DIRECTIVE: Render the data below as a Markdown table with two columns, Row and Line, giving each line its row number and leaving out blank lines.

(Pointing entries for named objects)
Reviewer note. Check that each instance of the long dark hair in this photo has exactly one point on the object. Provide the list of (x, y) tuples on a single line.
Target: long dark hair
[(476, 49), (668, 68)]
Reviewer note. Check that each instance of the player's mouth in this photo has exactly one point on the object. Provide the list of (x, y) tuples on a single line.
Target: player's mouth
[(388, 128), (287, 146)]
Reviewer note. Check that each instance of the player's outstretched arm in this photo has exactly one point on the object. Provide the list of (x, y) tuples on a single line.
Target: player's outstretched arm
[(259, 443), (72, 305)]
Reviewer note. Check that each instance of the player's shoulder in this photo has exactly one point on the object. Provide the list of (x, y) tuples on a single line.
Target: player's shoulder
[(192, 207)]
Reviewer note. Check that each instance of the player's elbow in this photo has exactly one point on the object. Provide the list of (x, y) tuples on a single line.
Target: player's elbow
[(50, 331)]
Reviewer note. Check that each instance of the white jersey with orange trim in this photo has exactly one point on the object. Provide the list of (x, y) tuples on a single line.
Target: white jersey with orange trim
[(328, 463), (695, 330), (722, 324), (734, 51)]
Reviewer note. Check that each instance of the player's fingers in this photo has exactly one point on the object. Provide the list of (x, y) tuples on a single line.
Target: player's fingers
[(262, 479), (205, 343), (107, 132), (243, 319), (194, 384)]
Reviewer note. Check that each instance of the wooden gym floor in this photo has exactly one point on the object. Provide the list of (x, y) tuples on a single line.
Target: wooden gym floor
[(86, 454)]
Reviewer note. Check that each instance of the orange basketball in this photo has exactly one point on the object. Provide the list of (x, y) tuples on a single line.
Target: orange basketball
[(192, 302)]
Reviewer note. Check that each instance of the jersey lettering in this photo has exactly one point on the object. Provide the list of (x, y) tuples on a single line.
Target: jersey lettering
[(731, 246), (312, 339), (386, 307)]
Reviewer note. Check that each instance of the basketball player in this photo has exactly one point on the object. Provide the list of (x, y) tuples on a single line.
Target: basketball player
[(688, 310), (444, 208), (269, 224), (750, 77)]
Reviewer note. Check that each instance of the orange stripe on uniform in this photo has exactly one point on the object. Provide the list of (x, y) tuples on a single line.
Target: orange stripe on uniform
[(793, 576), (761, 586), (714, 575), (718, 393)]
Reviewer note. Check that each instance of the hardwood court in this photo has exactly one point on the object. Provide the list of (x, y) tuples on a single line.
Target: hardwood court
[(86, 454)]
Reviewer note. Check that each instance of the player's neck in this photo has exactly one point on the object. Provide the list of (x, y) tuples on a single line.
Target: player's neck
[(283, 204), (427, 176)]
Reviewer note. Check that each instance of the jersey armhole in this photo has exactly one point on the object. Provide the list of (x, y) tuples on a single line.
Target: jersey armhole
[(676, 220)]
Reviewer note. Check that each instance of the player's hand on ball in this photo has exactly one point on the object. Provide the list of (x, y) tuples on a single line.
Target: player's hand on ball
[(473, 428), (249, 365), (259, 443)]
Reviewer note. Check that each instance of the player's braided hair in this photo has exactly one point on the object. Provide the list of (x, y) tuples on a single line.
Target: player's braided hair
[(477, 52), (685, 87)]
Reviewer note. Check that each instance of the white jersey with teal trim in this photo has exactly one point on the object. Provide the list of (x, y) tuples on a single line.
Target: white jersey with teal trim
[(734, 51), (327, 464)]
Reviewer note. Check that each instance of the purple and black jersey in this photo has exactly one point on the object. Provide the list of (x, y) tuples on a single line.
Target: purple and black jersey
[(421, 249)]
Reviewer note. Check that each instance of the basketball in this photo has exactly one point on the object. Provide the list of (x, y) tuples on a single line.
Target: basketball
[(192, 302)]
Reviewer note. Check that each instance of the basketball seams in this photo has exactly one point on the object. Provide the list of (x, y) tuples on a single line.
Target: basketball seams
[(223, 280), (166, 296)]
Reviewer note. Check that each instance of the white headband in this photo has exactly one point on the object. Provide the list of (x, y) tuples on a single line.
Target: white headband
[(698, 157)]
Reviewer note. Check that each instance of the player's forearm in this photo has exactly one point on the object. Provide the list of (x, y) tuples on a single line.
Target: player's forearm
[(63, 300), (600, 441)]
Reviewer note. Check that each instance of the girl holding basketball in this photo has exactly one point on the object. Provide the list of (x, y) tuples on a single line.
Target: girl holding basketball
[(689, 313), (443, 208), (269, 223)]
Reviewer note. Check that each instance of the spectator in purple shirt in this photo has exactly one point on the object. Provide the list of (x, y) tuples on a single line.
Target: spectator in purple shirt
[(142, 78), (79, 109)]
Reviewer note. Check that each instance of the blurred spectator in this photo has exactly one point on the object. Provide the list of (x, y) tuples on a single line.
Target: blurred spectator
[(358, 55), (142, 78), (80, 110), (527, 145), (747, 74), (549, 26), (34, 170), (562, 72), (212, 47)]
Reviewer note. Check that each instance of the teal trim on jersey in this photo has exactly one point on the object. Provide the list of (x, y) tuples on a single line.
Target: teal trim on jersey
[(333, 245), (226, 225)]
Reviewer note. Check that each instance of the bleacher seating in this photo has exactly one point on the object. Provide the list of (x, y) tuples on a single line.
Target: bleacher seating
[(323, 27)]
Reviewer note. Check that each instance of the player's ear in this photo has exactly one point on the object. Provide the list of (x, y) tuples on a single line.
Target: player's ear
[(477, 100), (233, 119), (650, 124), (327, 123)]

THE COMPLETED TASK:
| Row | Line |
|---|---|
| 1 | Reviewer note. Check that each instance of the long dark hair in this photo has exactly one point on the object. Provide the list of (x, y) tuples on a single line. |
| 2 | Target: long dark hair |
| 3 | [(476, 49), (668, 68)] |
| 4 | Reviewer note. Check that each instance of the player's mouth in this photo has exactly one point on the object. Provide the list of (x, y) tuples on a single line. |
| 5 | Target: player's mouth |
| 6 | [(388, 128), (287, 146)] |
| 7 | Reviewer note. Check that each instance of the player's outstretched arm in this photo has exactly one point on the object. Provide the list of (x, y) tuples on a single line. |
| 8 | Target: player's outstretched arm |
| 9 | [(259, 443), (72, 305)] |
| 10 | Reviewer note. Check that each instance of the player's shoulder in this photo has exactly one point on the object. Provide the list of (x, y) tuples on a single line. |
| 11 | Target: player's shoulder |
| 12 | [(192, 207)] |
| 13 | Reviewer note. Check that each instance of the player's elbow in this photo has exactly one point on the object. Provide the list of (x, y) tuples on a single line. |
| 14 | Target: player's elbow |
| 15 | [(50, 331)] |
| 16 | Reviewer note. Check that each instance of the white jersey with orange trim in this photo has exactly one point on the object. Provide the list of (x, y) tuples on a single line. |
| 17 | Target: white jersey with orange trim |
| 18 | [(328, 463), (695, 330), (722, 324), (734, 51)] |
| 19 | Reviewer note. Check that each instance of the player's fingers in this photo has exactly one point on the object. Provide the list of (x, y) tuples on a single line. |
| 20 | Target: player's fingers |
| 21 | [(262, 479), (205, 343), (107, 132), (243, 319), (194, 384)] |
| 22 | Reviewer note. Check that each instance of the wooden gym floor in this photo has exactly one point on the object. Provide the list of (x, y) tuples on a single line. |
| 23 | Target: wooden gym floor |
| 24 | [(86, 454)] |
| 25 | Reviewer note. Check that each instance of the orange basketball in this photo has exactly one point on the object. Provide the list of (x, y) tuples on a single line. |
| 26 | Target: orange basketball |
| 27 | [(192, 302)] |
| 28 | Reviewer note. Check that each instance of the jersey lettering in this photo has exactly one point on the object. Provide the list of (x, y) tuples on a single line. |
| 29 | Target: jersey lettering |
| 30 | [(731, 246), (312, 339), (386, 307)] |
| 31 | Reviewer note. Check that each instance of the basketball player in this photo has exactly one point on the object. Provide the list of (x, y) tuples on a single line. |
| 32 | Target: basketball player |
| 33 | [(688, 310), (444, 208), (269, 224), (750, 77)] |
| 34 | Reviewer note. Check that each instance of the orange stripe on uniform in this photo has exactly one point on the object. Provide the list of (x, y) tuples on a single line. |
| 35 | Target: orange stripe on uniform |
| 36 | [(793, 576), (761, 586), (714, 575), (718, 393)] |
| 37 | Reviewer note. Check that each instance of the hardwood court in this photo has exactly one point on the object. Provide the list of (x, y) tuples on a single line. |
| 38 | Target: hardwood court |
| 39 | [(86, 454)] |
| 40 | Reviewer note. Check that each instance of the player's neck in this photo has exactly one point on the object. Provide the list of (x, y) tuples on a single line. |
| 41 | Target: player's neck |
| 42 | [(283, 204), (427, 176)] |
| 43 | Reviewer note. Check that each instance of the jersey armhole in this photo has exactly one point on the object. Provide the list of (x, y) tuples on a single line. |
| 44 | Target: jersey armhole |
| 45 | [(676, 220)] |
| 46 | Reviewer note. Check that each instance of the player's hand on ball in this photo has exactly one point on the object. Provide the list of (x, y) tuples on a single line. |
| 47 | Target: player's hand on ball |
| 48 | [(473, 428), (249, 365), (259, 443)] |
| 49 | Reviewer note. Check that each instance of the player's braided hair in this photo has exactly one point on the object. Provide the list of (x, y) tuples on a single line. |
| 50 | Target: player's braided hair |
| 51 | [(477, 52), (685, 87)] |
| 52 | Reviewer note. Check that each instance of the white jersey with teal trim in this photo has exactly one point on the object. Provide the list of (x, y) tuples on a single line. |
| 53 | Target: white jersey with teal trim |
| 54 | [(734, 51), (327, 464)] |
| 55 | Reviewer note. Check that each instance of the purple and black jersey in this photo has exactly one point on the object. Provide the list of (x, y) tuples on a single line. |
| 56 | Target: purple and black jersey |
| 57 | [(421, 249)] |
| 58 | Reviewer note. Check that each instance of the basketball in this photo has exactly one point on the object. Provide the list of (x, y) tuples on a single line. |
| 59 | Target: basketball |
| 60 | [(192, 302)] |
| 61 | Reviewer note. Check that each instance of the basketball seams in this photo has exactly one point on the object. Provide the list of (x, y) tuples on a single line. |
| 62 | Target: basketball seams |
| 63 | [(223, 280), (166, 296)] |
| 64 | Reviewer note. Check that each instance of the white headband in this photo has exactly one point on the object. Provide the list of (x, y) tuples on a single line. |
| 65 | Target: white headband |
| 66 | [(698, 157)] |
| 67 | Reviewer note. Check that each instance of the player's forearm in this photo has exactly one point on the object. Provide the list of (x, y) tuples on a single line. |
| 68 | Target: player's forearm |
| 69 | [(63, 300), (600, 441)] |
| 70 | Reviewer note. Check that each instance of the girl holding basketball in this photo has exactly one point on the object. Provide the list of (x, y) tuples on a single line. |
| 71 | Target: girl holding basketball |
| 72 | [(689, 313), (443, 208), (269, 223)] |
| 73 | Reviewer note. Check that each instance of the spectator in purple shirt in this photo has exactly one point on the object. Provide the list of (x, y) tuples on a single line. |
| 74 | Target: spectator in purple shirt |
| 75 | [(142, 78), (79, 109)] |
| 76 | Reviewer note. Check that each instance of the blurred spectator in this photo has exactly one point on the object. Provide the list of (x, y) tuples on a single line. |
| 77 | Target: blurred spectator |
| 78 | [(358, 55), (142, 78), (80, 110), (527, 145), (747, 74), (549, 26), (34, 170), (562, 72), (212, 47)] |
| 79 | Reviewer note. Check that each instance of the teal trim on jersey in this photo has exactly one point on the object. Provide the list of (x, y) tuples on a single line. |
| 80 | Target: teal trim on jersey |
| 81 | [(333, 245), (226, 225)] |
| 82 | Reviewer note. Check that each instance of the bleacher seating in this photo has exactly one point on the object. Provide the list of (x, y) tuples on a single line. |
| 83 | Target: bleacher seating |
| 84 | [(323, 27)] |
| 85 | Reviewer note. Check that each instance of the player's ear in this photo has exactly one point on the object. Provide the list of (x, y) tuples on a single line. |
| 86 | Target: player's ear |
| 87 | [(477, 100), (233, 119), (650, 124), (327, 123)] |